• _Textabschnitt_:
* * *

Der deutsche Erfolgsautor Jo Bendtfeld besucht unseren Floßrohbau

Logbuch Tag 1

Das Floß ist fertig und wir machen uns bereit aufzubrechen. Einkäufe tätigen, Wasserkanister füllen, Kameraausrüstung checken und überflüssige Klamotten aussortieren. Dann wird alles wasserdicht verpackt und auf geht es. Jo Bentfeld, Autor zahlreicher Bücher über Alaska und Kanada und Kapitän eines kleinen Hausbootes sowie seine ebenfalls journalistisch tätige Frau Sabine Wedekind haben sich, als sie von unserem Projekt hörten, sofort bereit erklärt, uns mit ihrem kleinen Boot auf den See hinaus in den Wind zu ziehen. Jo ist ein Mann mit vom Leben gezeichnetem Gesicht, schlohweißem Haar und Bart. Er erzählt uns sofort und ohne Umschweife wie hart sein Leben als Erfolgsautor ist und wie er mit seinem Hausboot den Yukon bis zur See und nach Sibirien und zurück gefahren ist. Seine hübsche, um einiges jüngere Frau Sabine schreibt für ein in Deutschland erscheinendes Kanada-Magazin.


Der Wind bläst in der Mitte des Sees entweder aus Norden oder Süden, da sollten wir hin. Die Einheimischen sagen, in dieser Zeit des Jahres kommt er meistens aus südlicher Richtung, uns bleibt also nur abzuwarten.

Wir verabreden uns mit den beiden für zwölf Uhr und starten. Die harte Arbeit in den vergangenen Tagen hat uns geschlaucht und wir sind froh, nun endlich die sauer verdienten Früchte zu ernten. Das Hausboot setzt sich langsam in Bewegung und das zwei Zentimeter dicke Seil spannt sich zum bersten. Es war die teuerste Anschaffung und ist unsere sichere Verbindung zum Land, da vier Tonnen Gewicht oftmals aus voller Fahrt, was durchaus zehn km/h sein können, gestoppt werden müssen. Mühsam kommt das Floß in Bewegung.

* * *

• _Einträge_:

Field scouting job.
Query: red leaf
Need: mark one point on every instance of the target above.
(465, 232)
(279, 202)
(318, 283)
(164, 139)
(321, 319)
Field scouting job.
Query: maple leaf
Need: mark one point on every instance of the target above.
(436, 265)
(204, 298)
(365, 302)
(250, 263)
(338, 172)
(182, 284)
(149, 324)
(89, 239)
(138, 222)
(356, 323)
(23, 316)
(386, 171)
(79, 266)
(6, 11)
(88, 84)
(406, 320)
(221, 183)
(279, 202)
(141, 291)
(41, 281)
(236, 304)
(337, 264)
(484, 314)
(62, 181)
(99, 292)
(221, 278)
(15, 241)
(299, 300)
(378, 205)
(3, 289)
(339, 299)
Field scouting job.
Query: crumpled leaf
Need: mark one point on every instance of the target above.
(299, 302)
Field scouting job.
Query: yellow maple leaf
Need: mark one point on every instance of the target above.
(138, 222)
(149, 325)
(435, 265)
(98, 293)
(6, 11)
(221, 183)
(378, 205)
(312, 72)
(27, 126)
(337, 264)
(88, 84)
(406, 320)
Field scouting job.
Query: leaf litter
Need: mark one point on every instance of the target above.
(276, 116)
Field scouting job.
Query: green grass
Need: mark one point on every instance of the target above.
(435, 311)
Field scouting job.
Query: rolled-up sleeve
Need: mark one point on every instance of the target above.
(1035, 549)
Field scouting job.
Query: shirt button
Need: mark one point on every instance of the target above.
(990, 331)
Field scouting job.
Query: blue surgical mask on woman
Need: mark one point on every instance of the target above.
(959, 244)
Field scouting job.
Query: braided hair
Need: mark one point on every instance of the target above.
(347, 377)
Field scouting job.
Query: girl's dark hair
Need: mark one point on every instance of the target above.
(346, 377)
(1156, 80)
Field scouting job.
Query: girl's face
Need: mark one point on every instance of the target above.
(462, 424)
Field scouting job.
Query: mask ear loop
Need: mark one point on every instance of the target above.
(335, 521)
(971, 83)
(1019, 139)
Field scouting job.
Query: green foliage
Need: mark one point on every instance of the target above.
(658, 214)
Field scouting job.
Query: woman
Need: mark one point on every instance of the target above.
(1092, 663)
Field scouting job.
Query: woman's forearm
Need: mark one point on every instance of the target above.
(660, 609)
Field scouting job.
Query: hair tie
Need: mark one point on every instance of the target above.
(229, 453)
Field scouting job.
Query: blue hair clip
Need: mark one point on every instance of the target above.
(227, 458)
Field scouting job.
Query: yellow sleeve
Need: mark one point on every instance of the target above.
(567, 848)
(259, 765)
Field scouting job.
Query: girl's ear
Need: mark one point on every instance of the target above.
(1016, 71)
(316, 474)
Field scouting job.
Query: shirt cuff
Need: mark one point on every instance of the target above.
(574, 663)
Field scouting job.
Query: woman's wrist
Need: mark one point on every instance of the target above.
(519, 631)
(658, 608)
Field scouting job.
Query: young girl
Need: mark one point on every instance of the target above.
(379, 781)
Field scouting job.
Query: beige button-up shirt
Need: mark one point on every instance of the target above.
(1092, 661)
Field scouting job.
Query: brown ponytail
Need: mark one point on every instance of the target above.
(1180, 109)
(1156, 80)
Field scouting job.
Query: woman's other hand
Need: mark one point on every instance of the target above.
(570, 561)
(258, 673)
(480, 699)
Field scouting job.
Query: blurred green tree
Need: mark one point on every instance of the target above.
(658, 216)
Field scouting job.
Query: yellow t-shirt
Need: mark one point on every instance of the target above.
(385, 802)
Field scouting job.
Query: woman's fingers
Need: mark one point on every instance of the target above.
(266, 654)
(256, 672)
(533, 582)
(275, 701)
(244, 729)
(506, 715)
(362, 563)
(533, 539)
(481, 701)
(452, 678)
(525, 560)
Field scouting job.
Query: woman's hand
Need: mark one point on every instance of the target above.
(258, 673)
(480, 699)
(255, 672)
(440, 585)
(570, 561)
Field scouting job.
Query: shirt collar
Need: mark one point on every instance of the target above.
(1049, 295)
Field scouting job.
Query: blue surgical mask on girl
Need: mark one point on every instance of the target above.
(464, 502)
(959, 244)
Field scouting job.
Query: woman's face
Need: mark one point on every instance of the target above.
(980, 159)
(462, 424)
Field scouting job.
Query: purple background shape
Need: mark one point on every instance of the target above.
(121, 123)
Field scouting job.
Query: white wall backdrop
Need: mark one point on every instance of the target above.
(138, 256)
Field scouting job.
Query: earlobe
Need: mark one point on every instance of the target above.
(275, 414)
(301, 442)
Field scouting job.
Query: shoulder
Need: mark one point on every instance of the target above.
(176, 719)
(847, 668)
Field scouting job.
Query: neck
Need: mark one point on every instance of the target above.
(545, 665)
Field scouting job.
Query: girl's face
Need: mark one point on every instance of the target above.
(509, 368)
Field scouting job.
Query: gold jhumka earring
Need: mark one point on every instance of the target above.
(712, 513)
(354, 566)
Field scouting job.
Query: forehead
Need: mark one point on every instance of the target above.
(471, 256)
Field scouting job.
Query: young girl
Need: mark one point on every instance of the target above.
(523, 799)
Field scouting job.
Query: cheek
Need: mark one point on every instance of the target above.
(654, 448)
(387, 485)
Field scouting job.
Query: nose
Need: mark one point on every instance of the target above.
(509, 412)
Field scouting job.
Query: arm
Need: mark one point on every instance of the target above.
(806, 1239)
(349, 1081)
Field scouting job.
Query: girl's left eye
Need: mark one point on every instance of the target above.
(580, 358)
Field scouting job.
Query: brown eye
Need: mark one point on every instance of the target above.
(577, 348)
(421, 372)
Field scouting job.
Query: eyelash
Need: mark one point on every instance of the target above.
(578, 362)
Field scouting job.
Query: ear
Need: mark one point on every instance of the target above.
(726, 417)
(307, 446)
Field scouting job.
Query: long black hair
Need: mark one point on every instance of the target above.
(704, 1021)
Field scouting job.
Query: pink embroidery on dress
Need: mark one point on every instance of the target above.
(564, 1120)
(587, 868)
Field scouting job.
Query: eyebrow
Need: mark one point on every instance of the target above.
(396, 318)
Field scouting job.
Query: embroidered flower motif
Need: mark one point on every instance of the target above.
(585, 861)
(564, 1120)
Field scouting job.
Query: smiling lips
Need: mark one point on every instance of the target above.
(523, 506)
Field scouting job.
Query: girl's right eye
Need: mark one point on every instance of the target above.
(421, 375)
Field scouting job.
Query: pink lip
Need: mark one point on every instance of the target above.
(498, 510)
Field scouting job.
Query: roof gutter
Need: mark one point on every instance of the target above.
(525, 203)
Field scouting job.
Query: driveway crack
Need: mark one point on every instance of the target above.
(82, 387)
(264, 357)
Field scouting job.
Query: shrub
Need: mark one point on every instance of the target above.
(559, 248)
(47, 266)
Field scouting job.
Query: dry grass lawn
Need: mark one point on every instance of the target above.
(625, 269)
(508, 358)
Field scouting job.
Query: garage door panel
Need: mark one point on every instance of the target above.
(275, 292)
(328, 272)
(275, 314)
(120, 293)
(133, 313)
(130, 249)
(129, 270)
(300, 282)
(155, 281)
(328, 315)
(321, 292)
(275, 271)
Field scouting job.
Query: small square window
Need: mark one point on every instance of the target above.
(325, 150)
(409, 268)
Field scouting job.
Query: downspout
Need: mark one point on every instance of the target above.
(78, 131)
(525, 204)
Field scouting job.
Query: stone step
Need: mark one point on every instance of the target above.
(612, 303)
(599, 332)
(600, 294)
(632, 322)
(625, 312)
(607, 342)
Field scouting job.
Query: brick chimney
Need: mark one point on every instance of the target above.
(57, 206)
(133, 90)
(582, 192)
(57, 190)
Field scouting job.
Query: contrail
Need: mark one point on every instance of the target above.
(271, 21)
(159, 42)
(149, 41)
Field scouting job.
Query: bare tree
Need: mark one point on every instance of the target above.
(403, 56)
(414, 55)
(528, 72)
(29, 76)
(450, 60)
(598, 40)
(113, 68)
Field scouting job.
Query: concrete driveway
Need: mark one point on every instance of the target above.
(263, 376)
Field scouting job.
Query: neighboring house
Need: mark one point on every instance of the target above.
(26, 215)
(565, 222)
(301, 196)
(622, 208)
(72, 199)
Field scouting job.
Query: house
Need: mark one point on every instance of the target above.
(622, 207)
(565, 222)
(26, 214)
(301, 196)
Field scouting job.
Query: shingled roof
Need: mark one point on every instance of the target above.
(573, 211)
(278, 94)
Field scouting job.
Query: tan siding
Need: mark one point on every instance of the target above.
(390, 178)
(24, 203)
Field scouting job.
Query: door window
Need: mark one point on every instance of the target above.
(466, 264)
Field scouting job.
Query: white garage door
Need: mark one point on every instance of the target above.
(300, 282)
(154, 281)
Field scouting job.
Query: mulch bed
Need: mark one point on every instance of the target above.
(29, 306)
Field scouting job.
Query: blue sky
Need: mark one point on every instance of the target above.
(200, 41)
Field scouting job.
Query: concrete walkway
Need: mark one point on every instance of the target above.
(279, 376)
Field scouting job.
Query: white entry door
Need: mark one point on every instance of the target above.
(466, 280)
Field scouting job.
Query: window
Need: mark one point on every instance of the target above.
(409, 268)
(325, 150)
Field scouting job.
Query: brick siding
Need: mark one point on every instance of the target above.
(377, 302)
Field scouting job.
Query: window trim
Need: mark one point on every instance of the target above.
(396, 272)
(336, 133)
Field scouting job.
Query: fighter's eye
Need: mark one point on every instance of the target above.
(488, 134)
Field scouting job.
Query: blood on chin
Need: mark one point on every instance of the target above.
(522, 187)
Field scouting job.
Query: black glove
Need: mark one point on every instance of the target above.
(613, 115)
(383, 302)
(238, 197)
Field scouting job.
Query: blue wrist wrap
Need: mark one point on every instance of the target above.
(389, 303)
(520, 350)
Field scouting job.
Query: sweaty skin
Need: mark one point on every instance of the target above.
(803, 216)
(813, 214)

* * *

• _Aufgabenstellung 1_:
Schreibe aus dem Floßlogbuch alles von „Der Wind bläst“ bis hinunter zu „also nur abzuwarten.“ ab.
• _Aufgabenstellung 2_:
Übertrage den Satz „Wir verabreden uns mit den beiden für zwölf Uhr und starten.“ aus dem Floßlogbuch ins Englische.

• _Vollständige Antwort 1_:
Der Wind bläst in der Mitte des Sees entweder aus Norden oder Süden, da sollten wir hin. Die Einheimischen sagen, in dieser Zeit des Jahres kommt er meistens aus südlicher Richtung, uns bleibt also nur abzuwarten.

• _Vollständige Antwort 2_:
We arrange to meet the two of them at twelve o'clock and set off.